** GIVEN RECORDS follows **

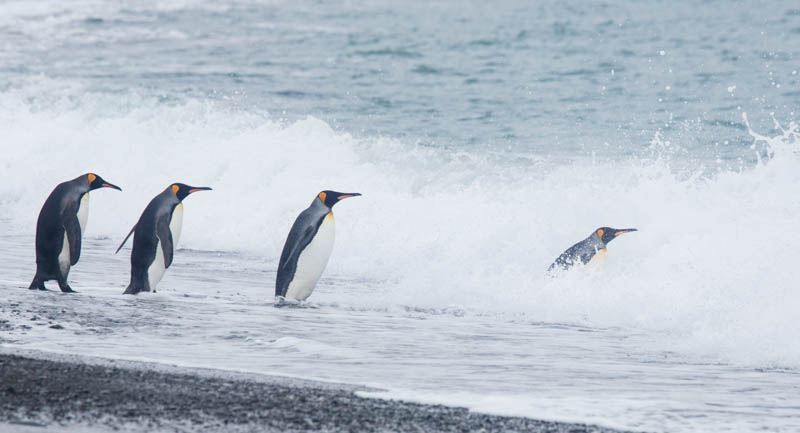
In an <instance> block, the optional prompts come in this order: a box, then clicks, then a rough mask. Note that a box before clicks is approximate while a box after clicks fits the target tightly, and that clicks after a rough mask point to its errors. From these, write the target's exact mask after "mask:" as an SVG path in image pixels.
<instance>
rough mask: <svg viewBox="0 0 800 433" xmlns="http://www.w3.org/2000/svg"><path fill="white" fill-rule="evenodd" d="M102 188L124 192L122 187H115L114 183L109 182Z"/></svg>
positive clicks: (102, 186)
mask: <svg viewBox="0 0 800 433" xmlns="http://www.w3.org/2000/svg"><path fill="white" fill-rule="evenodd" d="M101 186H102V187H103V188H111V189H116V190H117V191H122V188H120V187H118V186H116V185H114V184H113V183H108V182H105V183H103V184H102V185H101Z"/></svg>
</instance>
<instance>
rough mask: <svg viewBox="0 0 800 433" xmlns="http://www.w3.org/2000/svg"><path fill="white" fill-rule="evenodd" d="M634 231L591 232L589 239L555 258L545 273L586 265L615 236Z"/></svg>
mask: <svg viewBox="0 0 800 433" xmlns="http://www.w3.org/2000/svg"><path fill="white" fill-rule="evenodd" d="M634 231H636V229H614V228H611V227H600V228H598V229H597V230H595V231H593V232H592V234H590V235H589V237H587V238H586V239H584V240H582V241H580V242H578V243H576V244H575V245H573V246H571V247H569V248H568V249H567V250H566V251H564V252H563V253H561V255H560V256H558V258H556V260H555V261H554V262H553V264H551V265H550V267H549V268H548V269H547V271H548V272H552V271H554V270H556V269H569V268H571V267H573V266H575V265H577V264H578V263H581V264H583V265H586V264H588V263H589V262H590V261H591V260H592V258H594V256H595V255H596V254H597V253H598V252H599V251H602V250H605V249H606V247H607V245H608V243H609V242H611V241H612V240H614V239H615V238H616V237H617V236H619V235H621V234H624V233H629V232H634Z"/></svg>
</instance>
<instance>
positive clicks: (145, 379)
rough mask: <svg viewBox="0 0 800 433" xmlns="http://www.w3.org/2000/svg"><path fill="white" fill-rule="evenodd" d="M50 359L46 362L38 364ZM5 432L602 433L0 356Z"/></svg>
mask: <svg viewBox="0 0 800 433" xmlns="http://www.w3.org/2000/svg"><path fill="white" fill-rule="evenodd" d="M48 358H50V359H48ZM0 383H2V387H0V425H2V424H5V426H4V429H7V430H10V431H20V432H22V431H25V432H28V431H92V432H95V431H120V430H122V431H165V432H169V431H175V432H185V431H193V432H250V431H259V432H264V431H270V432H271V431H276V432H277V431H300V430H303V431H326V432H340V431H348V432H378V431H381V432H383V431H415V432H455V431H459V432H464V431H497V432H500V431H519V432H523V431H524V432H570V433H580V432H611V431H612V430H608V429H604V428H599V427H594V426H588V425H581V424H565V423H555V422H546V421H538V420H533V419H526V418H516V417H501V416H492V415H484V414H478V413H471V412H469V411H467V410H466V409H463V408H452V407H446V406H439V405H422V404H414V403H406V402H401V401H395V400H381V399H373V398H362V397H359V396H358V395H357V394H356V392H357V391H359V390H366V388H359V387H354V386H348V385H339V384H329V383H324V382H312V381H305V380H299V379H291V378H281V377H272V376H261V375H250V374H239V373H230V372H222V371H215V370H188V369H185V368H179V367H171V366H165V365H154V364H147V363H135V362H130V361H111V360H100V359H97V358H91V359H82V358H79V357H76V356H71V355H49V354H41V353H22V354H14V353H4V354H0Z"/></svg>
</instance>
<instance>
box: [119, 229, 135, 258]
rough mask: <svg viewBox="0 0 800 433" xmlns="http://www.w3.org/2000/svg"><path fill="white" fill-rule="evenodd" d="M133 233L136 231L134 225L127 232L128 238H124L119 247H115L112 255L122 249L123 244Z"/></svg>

** End of GIVEN RECORDS **

* EXERCISE OBJECTIVE *
Please transcribe the listing above verbatim and exclude every picture.

* YOUR RESPONSE *
In an <instance> block, the optional prompts come in this order: a box, then clicks, then a rough mask. Note that a box before clicks is approximate while a box after clicks fits the target tightly, and that clicks after a rough mask point to its errors. From these, write the target's exact mask after "mask:" as an SVG path in image pixels.
<instance>
rough mask: <svg viewBox="0 0 800 433" xmlns="http://www.w3.org/2000/svg"><path fill="white" fill-rule="evenodd" d="M102 188L124 192L122 187H115L114 183L109 182Z"/></svg>
positive clicks: (102, 186)
mask: <svg viewBox="0 0 800 433" xmlns="http://www.w3.org/2000/svg"><path fill="white" fill-rule="evenodd" d="M101 186H102V187H103V188H111V189H116V190H117V191H122V188H120V187H118V186H116V185H114V184H113V183H108V182H105V183H103V184H102V185H101Z"/></svg>
</instance>
<instance>
rough mask: <svg viewBox="0 0 800 433" xmlns="http://www.w3.org/2000/svg"><path fill="white" fill-rule="evenodd" d="M634 231L591 232L589 239L555 258L545 273L586 265L615 236Z"/></svg>
mask: <svg viewBox="0 0 800 433" xmlns="http://www.w3.org/2000/svg"><path fill="white" fill-rule="evenodd" d="M634 231H636V229H614V228H611V227H600V228H598V229H597V230H595V231H593V232H592V234H590V235H589V237H587V238H586V239H584V240H582V241H580V242H578V243H576V244H575V245H573V246H571V247H569V248H568V249H567V250H566V251H564V252H563V253H561V255H560V256H558V258H556V260H555V261H554V262H553V264H551V265H550V267H549V268H548V269H547V271H548V272H552V271H554V270H556V269H569V268H571V267H573V266H575V265H577V264H578V263H581V264H583V265H586V264H588V263H589V262H590V261H591V260H592V258H594V256H595V255H596V254H597V253H598V252H599V251H602V250H605V249H606V247H607V245H608V243H609V242H611V241H612V240H614V239H615V238H616V237H617V236H619V235H621V234H624V233H629V232H634Z"/></svg>
</instance>
<instance>
positive clicks: (145, 379)
rough mask: <svg viewBox="0 0 800 433" xmlns="http://www.w3.org/2000/svg"><path fill="white" fill-rule="evenodd" d="M50 359L46 362L38 364ZM5 432L602 433L0 356Z"/></svg>
mask: <svg viewBox="0 0 800 433" xmlns="http://www.w3.org/2000/svg"><path fill="white" fill-rule="evenodd" d="M48 358H50V359H48ZM0 383H2V387H0V425H2V424H5V426H4V429H7V430H10V431H20V432H22V431H25V432H28V431H92V432H95V431H120V430H122V431H165V432H169V431H175V432H185V431H193V432H250V431H259V432H264V431H270V432H271V431H276V432H277V431H300V430H303V431H326V432H340V431H348V432H378V431H381V432H383V431H415V432H455V431H459V432H464V431H497V432H500V431H519V432H523V431H524V432H570V433H580V432H611V431H612V430H608V429H604V428H599V427H594V426H588V425H581V424H565V423H555V422H546V421H538V420H533V419H526V418H516V417H501V416H492V415H484V414H478V413H471V412H469V411H467V410H466V409H463V408H452V407H446V406H439V405H422V404H414V403H406V402H401V401H395V400H381V399H373V398H362V397H359V396H358V395H357V394H356V392H357V391H359V390H366V388H359V387H354V386H348V385H339V384H329V383H324V382H312V381H305V380H299V379H291V378H281V377H272V376H261V375H250V374H239V373H230V372H222V371H215V370H188V369H185V368H179V367H171V366H165V365H154V364H147V363H135V362H130V361H111V360H100V359H97V358H91V359H82V358H79V357H76V356H71V355H49V354H41V353H22V354H14V353H4V354H0Z"/></svg>
</instance>
<instance>
box: [119, 229, 135, 258]
rough mask: <svg viewBox="0 0 800 433" xmlns="http://www.w3.org/2000/svg"><path fill="white" fill-rule="evenodd" d="M133 233L136 231L134 225L127 232L128 238H124L119 247H115L112 255L122 249L123 244Z"/></svg>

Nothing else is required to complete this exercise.